(Consignes de travail): Recopiez à l'identique, s'il vous plaît, le passage des données qui va de la ligne contenant « pane, newline-separated, in » jusqu'à la ligne contenant « column 209, row 65 », ces deux lignes comprises.

--------

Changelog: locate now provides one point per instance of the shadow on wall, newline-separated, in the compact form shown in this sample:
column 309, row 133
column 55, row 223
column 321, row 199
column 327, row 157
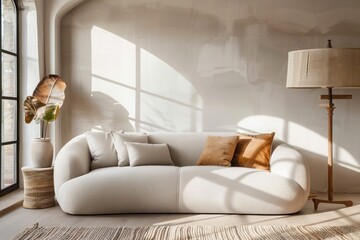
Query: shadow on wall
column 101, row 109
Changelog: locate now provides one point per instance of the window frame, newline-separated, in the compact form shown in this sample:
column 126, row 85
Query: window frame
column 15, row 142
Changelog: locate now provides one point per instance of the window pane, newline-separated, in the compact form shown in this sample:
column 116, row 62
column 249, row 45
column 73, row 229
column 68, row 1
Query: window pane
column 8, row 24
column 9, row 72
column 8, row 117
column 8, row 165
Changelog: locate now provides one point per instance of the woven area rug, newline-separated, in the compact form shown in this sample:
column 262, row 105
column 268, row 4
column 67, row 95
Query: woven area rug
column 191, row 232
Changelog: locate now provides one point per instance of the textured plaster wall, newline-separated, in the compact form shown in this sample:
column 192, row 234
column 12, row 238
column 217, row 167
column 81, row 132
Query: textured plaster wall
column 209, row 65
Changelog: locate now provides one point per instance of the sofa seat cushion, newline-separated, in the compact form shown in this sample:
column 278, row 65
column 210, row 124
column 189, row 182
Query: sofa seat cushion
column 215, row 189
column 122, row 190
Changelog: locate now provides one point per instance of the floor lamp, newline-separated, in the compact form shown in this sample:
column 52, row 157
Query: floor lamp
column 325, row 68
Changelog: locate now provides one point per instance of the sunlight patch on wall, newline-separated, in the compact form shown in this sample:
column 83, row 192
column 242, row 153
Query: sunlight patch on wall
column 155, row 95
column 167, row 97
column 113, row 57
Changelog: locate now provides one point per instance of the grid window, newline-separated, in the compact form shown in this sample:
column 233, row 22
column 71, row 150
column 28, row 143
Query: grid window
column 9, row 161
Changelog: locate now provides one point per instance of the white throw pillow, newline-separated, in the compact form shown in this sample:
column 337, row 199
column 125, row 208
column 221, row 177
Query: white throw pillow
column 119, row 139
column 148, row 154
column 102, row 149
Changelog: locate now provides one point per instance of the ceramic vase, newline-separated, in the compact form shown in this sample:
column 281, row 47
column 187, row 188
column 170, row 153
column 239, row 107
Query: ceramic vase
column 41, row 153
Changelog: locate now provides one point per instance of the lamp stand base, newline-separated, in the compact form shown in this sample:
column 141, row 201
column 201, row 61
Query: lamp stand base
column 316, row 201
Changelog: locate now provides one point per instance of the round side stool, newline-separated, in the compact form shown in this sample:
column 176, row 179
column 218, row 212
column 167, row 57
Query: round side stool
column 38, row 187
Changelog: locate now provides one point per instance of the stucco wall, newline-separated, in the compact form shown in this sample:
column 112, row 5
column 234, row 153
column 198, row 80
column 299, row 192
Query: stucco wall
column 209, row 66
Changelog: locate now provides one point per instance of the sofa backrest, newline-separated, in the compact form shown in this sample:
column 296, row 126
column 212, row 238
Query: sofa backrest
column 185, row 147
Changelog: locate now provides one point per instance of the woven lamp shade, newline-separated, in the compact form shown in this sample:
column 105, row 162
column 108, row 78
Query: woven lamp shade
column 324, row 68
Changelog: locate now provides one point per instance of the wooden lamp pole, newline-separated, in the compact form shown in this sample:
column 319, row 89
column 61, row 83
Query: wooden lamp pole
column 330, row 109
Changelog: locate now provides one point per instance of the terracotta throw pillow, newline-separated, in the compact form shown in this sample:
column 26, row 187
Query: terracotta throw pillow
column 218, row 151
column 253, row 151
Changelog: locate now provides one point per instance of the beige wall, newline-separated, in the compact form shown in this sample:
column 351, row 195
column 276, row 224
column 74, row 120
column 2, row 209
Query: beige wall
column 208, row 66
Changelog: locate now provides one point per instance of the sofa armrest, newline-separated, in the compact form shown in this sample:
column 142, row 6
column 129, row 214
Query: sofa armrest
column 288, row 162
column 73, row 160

--------

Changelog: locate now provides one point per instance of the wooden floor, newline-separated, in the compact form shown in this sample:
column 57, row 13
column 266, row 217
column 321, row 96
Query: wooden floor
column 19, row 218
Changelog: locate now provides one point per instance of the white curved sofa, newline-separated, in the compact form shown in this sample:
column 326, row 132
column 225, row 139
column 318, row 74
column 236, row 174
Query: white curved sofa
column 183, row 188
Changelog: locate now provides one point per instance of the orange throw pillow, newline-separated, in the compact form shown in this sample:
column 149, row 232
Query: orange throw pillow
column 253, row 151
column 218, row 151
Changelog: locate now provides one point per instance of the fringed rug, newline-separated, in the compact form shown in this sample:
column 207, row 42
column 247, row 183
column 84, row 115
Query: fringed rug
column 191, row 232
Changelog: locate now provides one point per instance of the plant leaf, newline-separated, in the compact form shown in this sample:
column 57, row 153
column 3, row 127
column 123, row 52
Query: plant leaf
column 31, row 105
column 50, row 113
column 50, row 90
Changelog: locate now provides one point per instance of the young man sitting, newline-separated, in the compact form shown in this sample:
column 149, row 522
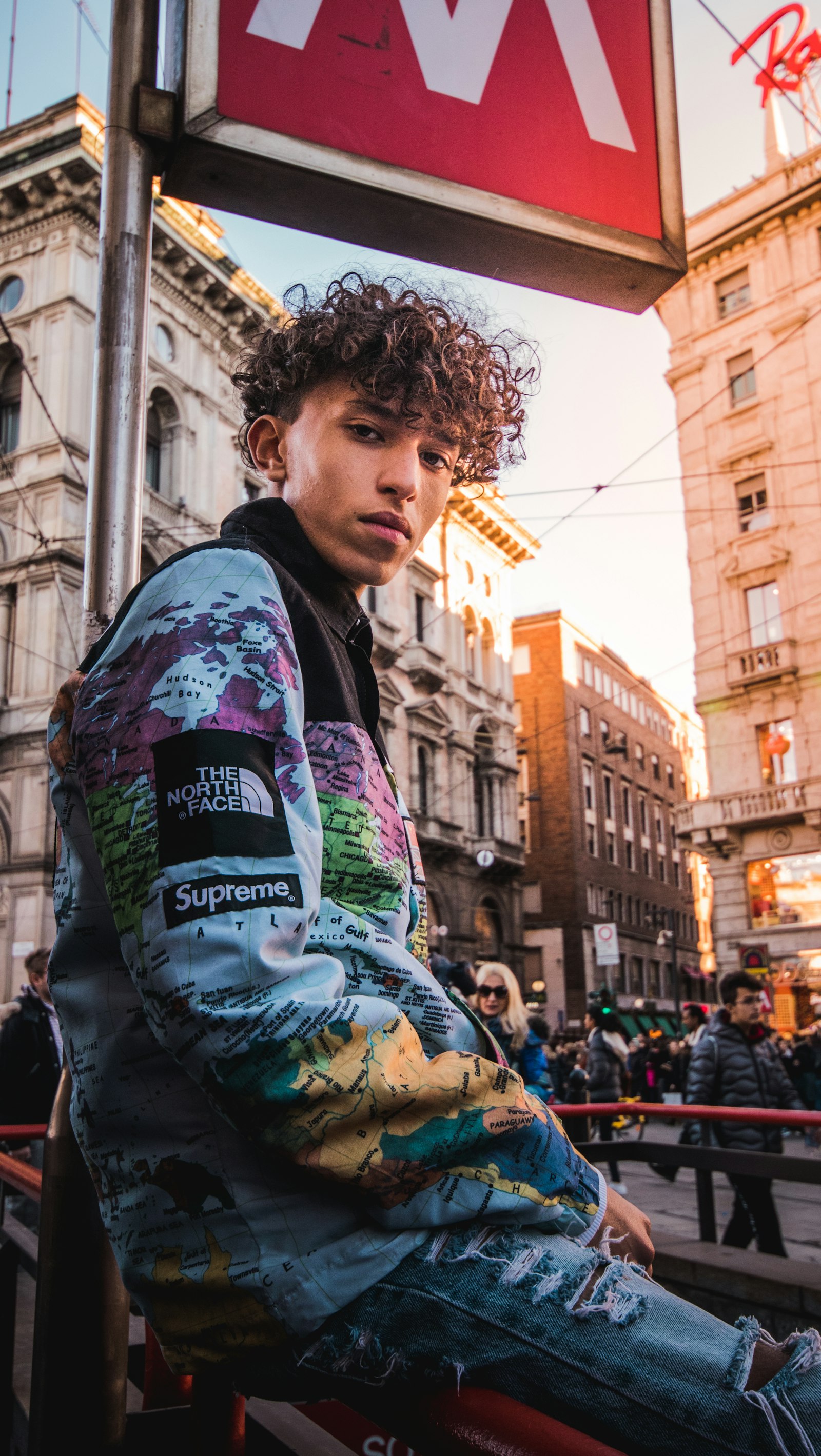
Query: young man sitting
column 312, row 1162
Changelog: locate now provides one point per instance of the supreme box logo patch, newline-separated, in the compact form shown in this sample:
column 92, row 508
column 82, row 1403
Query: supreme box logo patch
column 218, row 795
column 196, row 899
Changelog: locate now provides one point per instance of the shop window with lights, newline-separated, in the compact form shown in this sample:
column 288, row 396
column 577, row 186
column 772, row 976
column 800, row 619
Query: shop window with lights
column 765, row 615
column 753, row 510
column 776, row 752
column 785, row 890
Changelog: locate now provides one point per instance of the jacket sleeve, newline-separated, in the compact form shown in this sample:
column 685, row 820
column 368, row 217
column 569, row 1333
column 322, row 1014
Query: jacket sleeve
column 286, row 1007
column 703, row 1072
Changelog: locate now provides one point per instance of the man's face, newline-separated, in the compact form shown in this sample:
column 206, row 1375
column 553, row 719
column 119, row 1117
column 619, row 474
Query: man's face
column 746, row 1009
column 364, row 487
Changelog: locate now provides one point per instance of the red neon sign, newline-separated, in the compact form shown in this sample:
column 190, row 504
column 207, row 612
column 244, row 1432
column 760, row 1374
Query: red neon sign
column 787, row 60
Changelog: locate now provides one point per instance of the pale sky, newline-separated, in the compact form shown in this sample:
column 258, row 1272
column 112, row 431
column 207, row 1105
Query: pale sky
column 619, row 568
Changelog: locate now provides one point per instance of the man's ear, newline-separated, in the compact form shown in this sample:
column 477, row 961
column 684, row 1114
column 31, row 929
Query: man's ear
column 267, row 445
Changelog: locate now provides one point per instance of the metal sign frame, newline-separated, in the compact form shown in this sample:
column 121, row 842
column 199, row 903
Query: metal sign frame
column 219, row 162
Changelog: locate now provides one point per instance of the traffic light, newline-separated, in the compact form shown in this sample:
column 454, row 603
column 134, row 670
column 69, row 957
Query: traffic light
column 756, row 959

--------

(Réponse):
Changelog: locate now provides one point per instance of the window pane, newline-separated, in the compact form shown in this sample:
column 116, row 62
column 249, row 45
column 73, row 229
column 68, row 1
Query: window pane
column 8, row 24
column 9, row 72
column 8, row 117
column 8, row 165
Changelog: locate now provides one point per instance of the woven area rug, newline-separated, in the compact form shown in this sample:
column 262, row 105
column 268, row 4
column 67, row 95
Query: woven area rug
column 191, row 232
Changelog: locate now provides one point per instance of the textured plaster wall, newline-separated, in the compact form shown in this sample:
column 192, row 234
column 12, row 238
column 217, row 167
column 81, row 132
Query: textured plaster wall
column 209, row 65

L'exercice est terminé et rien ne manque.